── Data to process ──

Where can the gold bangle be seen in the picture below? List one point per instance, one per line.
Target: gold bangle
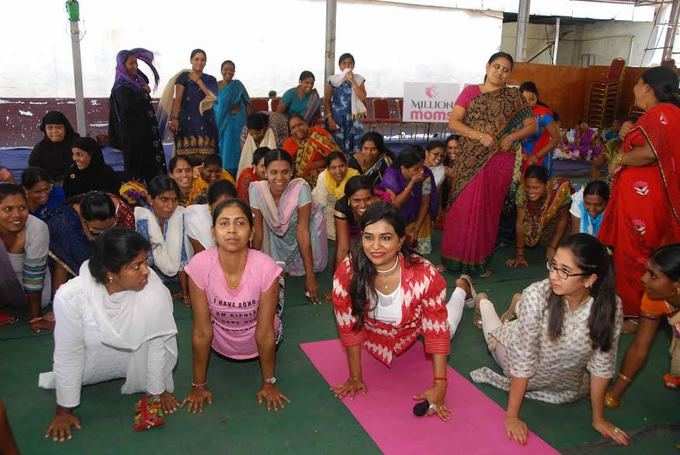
(624, 377)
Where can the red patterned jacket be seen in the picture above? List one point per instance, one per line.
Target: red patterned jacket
(423, 313)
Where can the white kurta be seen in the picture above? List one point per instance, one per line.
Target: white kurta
(99, 337)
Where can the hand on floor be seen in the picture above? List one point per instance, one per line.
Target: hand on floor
(271, 397)
(169, 403)
(516, 430)
(60, 427)
(197, 399)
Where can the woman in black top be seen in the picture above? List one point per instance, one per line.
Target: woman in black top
(89, 172)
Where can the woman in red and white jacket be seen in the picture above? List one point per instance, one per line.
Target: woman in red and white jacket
(384, 297)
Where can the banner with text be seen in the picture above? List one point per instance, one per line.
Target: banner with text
(429, 102)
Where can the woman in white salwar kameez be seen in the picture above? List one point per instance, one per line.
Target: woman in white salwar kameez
(114, 320)
(198, 217)
(164, 227)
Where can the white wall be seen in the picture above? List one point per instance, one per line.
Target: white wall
(271, 41)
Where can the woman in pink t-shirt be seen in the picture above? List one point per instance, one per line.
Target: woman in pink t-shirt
(235, 302)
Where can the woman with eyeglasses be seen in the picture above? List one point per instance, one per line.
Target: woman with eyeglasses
(562, 345)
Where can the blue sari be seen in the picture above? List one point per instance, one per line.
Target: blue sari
(349, 132)
(230, 124)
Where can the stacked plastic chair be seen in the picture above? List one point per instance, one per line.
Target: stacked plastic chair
(604, 96)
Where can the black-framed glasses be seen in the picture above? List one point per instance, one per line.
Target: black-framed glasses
(563, 274)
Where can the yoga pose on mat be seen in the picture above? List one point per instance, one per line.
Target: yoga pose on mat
(384, 297)
(114, 320)
(236, 305)
(662, 283)
(564, 339)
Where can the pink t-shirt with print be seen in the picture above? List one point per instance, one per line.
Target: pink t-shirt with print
(233, 312)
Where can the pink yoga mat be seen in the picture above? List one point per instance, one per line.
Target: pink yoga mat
(385, 412)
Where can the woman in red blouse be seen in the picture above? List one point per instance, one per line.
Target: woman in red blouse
(384, 297)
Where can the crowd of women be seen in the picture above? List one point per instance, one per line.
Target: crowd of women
(250, 198)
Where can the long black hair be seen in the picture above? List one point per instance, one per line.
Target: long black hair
(591, 257)
(113, 249)
(667, 258)
(362, 286)
(664, 83)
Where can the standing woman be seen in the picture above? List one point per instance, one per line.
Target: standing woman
(302, 100)
(188, 98)
(230, 112)
(373, 157)
(330, 187)
(563, 344)
(409, 186)
(163, 226)
(289, 227)
(491, 119)
(662, 284)
(344, 98)
(537, 148)
(54, 152)
(89, 172)
(644, 211)
(133, 127)
(384, 298)
(235, 304)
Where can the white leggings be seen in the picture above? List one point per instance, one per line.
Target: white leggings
(490, 322)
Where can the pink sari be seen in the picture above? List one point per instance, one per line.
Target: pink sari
(484, 177)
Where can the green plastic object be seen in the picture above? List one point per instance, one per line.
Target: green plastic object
(73, 10)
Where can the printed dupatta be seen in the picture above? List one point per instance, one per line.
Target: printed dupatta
(497, 113)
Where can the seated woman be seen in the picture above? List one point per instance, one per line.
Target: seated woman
(41, 196)
(542, 213)
(89, 172)
(302, 100)
(410, 187)
(54, 152)
(235, 303)
(24, 242)
(662, 298)
(373, 158)
(348, 210)
(198, 217)
(563, 344)
(537, 148)
(113, 321)
(73, 227)
(257, 134)
(587, 208)
(182, 172)
(384, 298)
(289, 227)
(205, 175)
(163, 225)
(308, 146)
(256, 171)
(330, 187)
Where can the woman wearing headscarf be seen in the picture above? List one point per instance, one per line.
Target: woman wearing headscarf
(53, 152)
(89, 172)
(132, 121)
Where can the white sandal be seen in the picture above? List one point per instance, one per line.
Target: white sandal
(469, 301)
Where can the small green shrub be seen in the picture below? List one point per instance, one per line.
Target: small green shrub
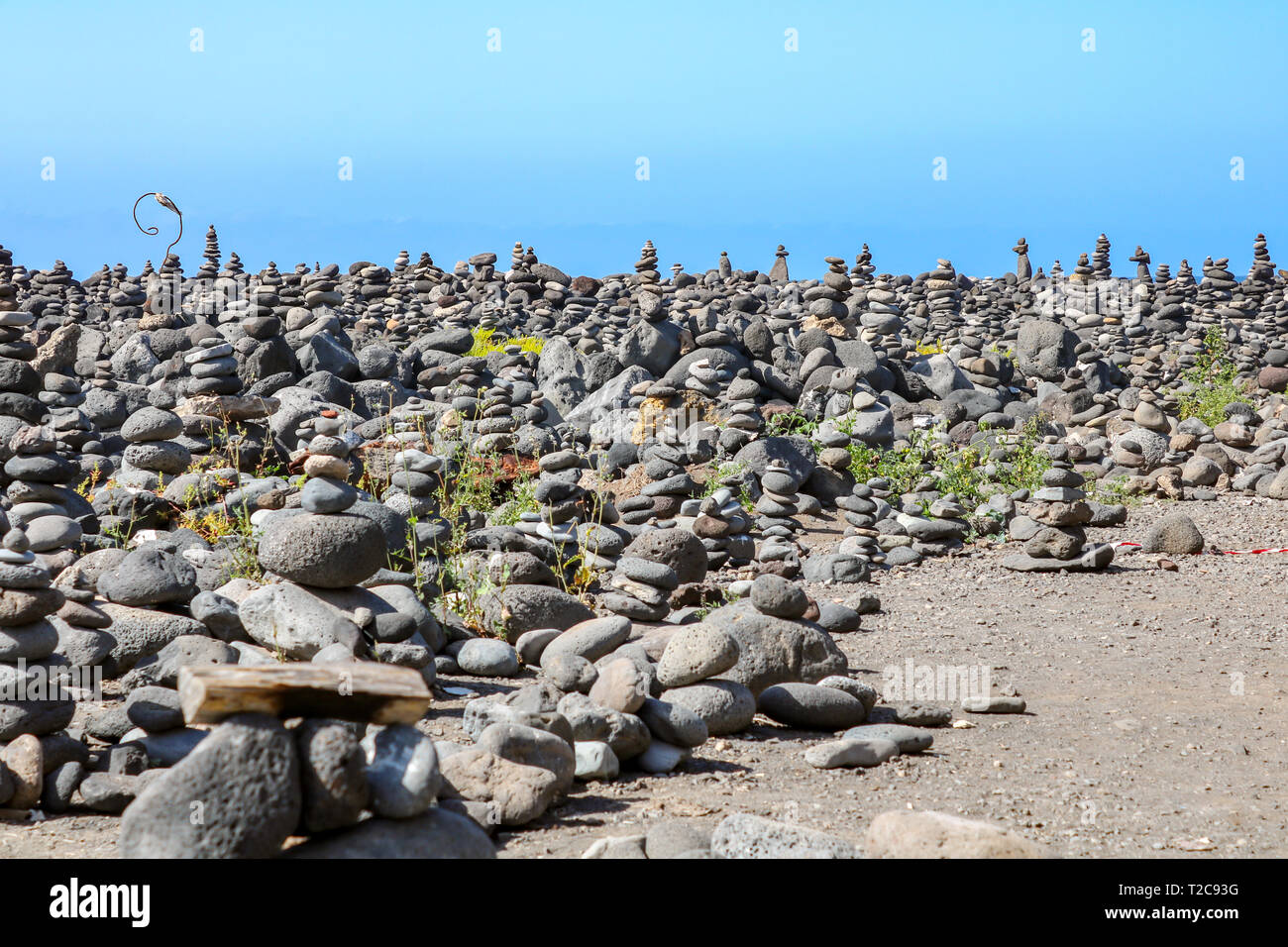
(1212, 381)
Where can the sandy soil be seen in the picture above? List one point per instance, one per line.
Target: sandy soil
(1155, 719)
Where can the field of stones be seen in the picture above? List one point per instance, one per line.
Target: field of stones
(494, 561)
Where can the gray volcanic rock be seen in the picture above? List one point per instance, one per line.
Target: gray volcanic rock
(330, 552)
(236, 795)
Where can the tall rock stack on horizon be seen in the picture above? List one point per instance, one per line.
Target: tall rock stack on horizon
(1022, 268)
(883, 318)
(1080, 290)
(943, 300)
(863, 269)
(778, 272)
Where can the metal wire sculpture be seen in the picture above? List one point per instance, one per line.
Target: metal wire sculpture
(154, 231)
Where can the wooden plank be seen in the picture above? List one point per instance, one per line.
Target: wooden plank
(366, 692)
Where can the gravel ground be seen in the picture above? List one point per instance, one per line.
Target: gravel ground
(1155, 719)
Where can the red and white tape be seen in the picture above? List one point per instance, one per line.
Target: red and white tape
(1220, 552)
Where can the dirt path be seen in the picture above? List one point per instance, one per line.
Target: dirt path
(1157, 715)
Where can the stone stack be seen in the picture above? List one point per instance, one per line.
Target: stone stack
(154, 451)
(943, 300)
(722, 526)
(413, 483)
(1141, 260)
(778, 272)
(1100, 268)
(883, 318)
(213, 368)
(780, 502)
(669, 483)
(827, 302)
(44, 501)
(645, 269)
(640, 589)
(1080, 292)
(1022, 268)
(863, 269)
(34, 699)
(1054, 531)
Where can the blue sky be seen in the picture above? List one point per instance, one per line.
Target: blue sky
(456, 150)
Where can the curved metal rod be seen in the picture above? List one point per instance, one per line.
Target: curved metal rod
(154, 231)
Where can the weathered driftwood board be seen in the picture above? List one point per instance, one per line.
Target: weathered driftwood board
(364, 692)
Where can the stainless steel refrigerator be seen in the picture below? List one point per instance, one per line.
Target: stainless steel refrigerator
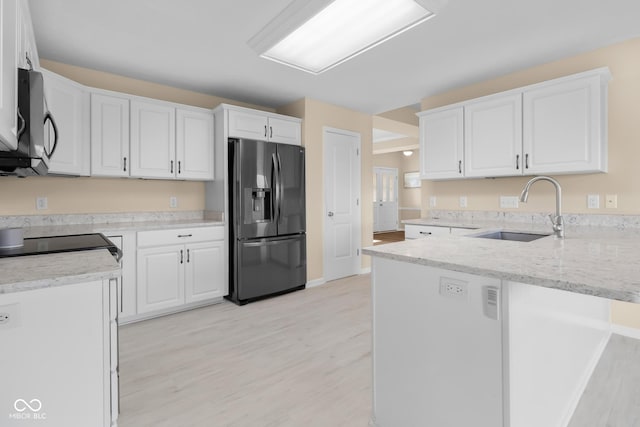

───

== The exercise ==
Reproduce all of the records above, substituting "Give one point for each instance" for "List one point per instance" and changing nothing else. Omit the pictures from your reproduction.

== Answer for the task ==
Where can the gold bangle be seen in the picture below? Give one point for each instance, one per line.
Target: gold bangle
(624, 377)
Where can the red patterned jacket be seen in the picture above? Give one point for each instance, one per line.
Target: red patterned jacket
(423, 313)
Where can the white kurta be seen in the picture above? Give one point for each instance, one per line.
Target: white kurta
(99, 337)
Where can the hand on floor be seen in the picture above? Give one point for each instance, one per line.
Target: hand on floor
(271, 397)
(169, 403)
(516, 430)
(60, 427)
(197, 399)
Where can the woman in black top be seen in the picture above? Give one point for each instance, one per line.
Target: woman in black top
(89, 172)
Where can the woman in red and white jacket be seen in the picture above? Give one point for each instance, one per line.
Target: woman in red and white jacket
(384, 297)
Where can the banner with text be seen in the picture above? Give one point for each instance, one per line.
Target: banner with text
(429, 102)
Where can the woman in white salwar kameez be seen in the picture above? Give one point for each instance, one per line.
Target: woman in white salwar kameez
(114, 320)
(198, 217)
(164, 227)
Where can the white wall be seen in the picture above? Give one point for each instance, one per line.
Target: white wall
(271, 41)
Where can the woman in pink t-shirt be seen in the picture above? Give one point for each instance, one per line.
Target: woman in pink t-shirt
(235, 302)
Where can the woman with eyeglasses be seen in the picture above? Give one point for each instance, one per line.
Target: woman with eyeglasses
(562, 345)
Where can the blue sari be seen in the picture above? Give one point for each instance, one per line.
Target: blue sari
(349, 132)
(230, 124)
Where can the stacked plastic chair be seen in the picture above? Give one point for each instance, one per line.
Target: stacked plastic chair
(604, 96)
Where can the black-framed glasses be seen in the picture above? Give one point for each instance, one per line.
Target: black-framed glasses
(563, 274)
Where can the yoga pose on mat be seen in the picture above? Give one point for each instance, one per line.
Target: yoga pose on mat
(384, 297)
(114, 320)
(236, 305)
(662, 283)
(564, 339)
Where can the pink t-shirt with print be seen in the picture above? Give one point for each instance, one per line.
Target: pink t-shirt with print
(233, 312)
Where can the pink yoga mat be seen in the picture above? Give one point for each instance, one per line.
Target: pink yoga mat
(385, 412)
Where can the woman in red blouse be seen in the picture above? Give one point for each instance, one per line.
Target: woman in red blouse
(384, 297)
Where can the crowd of women be seen in the picture above? Give one point for each instance, one per line.
Target: crowd of women
(250, 198)
Where can the long black hair be seen in the picture above? Give one point for each instance, one per line.
Target: long black hair
(591, 257)
(113, 249)
(667, 258)
(362, 286)
(664, 83)
Where can the standing woman be seen in the picture above? Give one point for each instance, one per line.
Target: standing woman
(302, 100)
(188, 98)
(230, 112)
(373, 157)
(330, 187)
(563, 344)
(409, 186)
(163, 226)
(289, 227)
(491, 119)
(662, 284)
(344, 98)
(537, 148)
(54, 152)
(89, 172)
(644, 211)
(133, 127)
(384, 298)
(235, 304)
Where can the white leggings be seen in the picture above? Give one point for each instance, one per line.
Target: white leggings
(490, 322)
Where can the pink sari be seen in the picture above? Give one point for each instance, one per line.
Target: pink sari
(484, 177)
Where can the green plastic object be seen in the picture above? Give one point for each instance, one per line.
Target: green plastic object
(73, 10)
Where can the printed dupatta be seen in the picture above? Give one point for each instance, one per line.
Target: printed dupatta
(497, 113)
Where can the seated woman be seen in the picture above? Give one point for each instance, one per line.
Target: seated woman
(41, 196)
(542, 213)
(89, 172)
(302, 100)
(410, 187)
(54, 152)
(235, 303)
(24, 242)
(662, 298)
(373, 158)
(348, 210)
(198, 217)
(563, 344)
(537, 148)
(113, 321)
(73, 227)
(257, 134)
(587, 208)
(182, 172)
(384, 298)
(289, 227)
(205, 175)
(163, 225)
(308, 146)
(256, 171)
(330, 187)
Where can the woman wearing headscarf be seen in the picture above? Give one point for each instance, one per line.
Target: woman wearing headscarf
(53, 152)
(89, 172)
(132, 121)
Where can the white sandal be seen in the picture above? Give one point for each instance, one per line.
Target: white sandal
(469, 301)
Where can the small green shrub be seen in the picture below? Give one point for each instance, one per line.
Target: small green shrub
(1212, 381)
Where can the sandy soil be seen in the picture above? Give one point for each instance, one per line.
Target: sandy soil
(1155, 719)
Where can the field of stones be seen in the picture above? Give one point for each instance, one per line.
Target: field of stones
(494, 561)
Where can the gray volcanic rock be seen in the picture above? Give one point for each instance, one per line.
Target: gray volcanic rock
(330, 552)
(236, 795)
Where can the tall rock stack on horizon be seen in the picture above? Give one point for each instance, one per line.
Target: tall rock stack on horizon
(1022, 268)
(883, 318)
(1080, 290)
(943, 300)
(863, 269)
(778, 272)
Where can the metal wire sculpture be seen in the picture above? Give one point for each instance, one per line.
Target: metal wire sculpture
(154, 231)
Where can the wooden plank be seen in the picture above? Give one point for each instance, one per line.
Target: wooden plank
(366, 692)
Where can the gravel ground be seen in the picture above? Give one point for each instance, one per line.
Target: gravel ground
(1155, 719)
Where can the red and white tape be seen in the picture above? Give one point for each instance, one per line.
Target: red and white tape
(1220, 552)
Where can the dirt path be seen in the picture above? Give one point for each instance, one per line.
Target: dirt path
(1157, 715)
Where can the stone stack be seen in the picture above? Give one point for each instance, one per line.
Target: stone stack
(154, 451)
(943, 300)
(722, 526)
(413, 483)
(1141, 260)
(778, 272)
(1100, 268)
(883, 318)
(213, 368)
(780, 502)
(669, 483)
(827, 302)
(44, 501)
(645, 269)
(640, 589)
(1080, 292)
(1022, 268)
(863, 269)
(34, 699)
(1054, 531)
Where can the blue sky be seen in the picture above? Give one point for each instance, one per line.
Target: blue sky
(456, 150)
Where can the curved metal rod be seen in the picture above? Give one point for each instance, one per line.
Target: curved metal rod
(154, 231)
Where can the weathered driftwood board be seen in the picture above? Give one point for each instance, one per line.
Target: weathered driftwood board
(364, 692)
Where can the stainless steel refrigerator be seen in the picture below? Give one point for each instance, one per line.
Target: stainless steel refrigerator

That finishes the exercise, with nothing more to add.